§ THE TASK: Format each line of the material below as one string in a JSON array, leaving out any blank lines.

§ EXERCISE MATERIALS:
-- START --
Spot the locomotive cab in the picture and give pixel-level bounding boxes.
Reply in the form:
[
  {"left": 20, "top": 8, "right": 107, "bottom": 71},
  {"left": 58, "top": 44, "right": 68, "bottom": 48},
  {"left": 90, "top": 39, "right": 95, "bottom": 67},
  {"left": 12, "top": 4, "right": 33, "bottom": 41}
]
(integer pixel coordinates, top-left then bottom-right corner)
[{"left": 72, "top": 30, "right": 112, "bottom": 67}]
-- END --
§ EXERCISE RESULT:
[
  "Spot the locomotive cab in the picture and give pixel-level bounding boxes.",
  "Reply in the form:",
  "[",
  "  {\"left\": 20, \"top\": 8, \"right\": 107, \"bottom\": 71},",
  "  {\"left\": 58, \"top\": 44, \"right\": 68, \"bottom\": 48},",
  "  {\"left\": 90, \"top\": 39, \"right\": 95, \"bottom\": 67},",
  "  {\"left\": 12, \"top\": 4, \"right\": 33, \"bottom\": 41}",
  "]",
  "(integer pixel coordinates, top-left then bottom-right corner)",
  "[{\"left\": 72, \"top\": 30, \"right\": 112, \"bottom\": 67}]"
]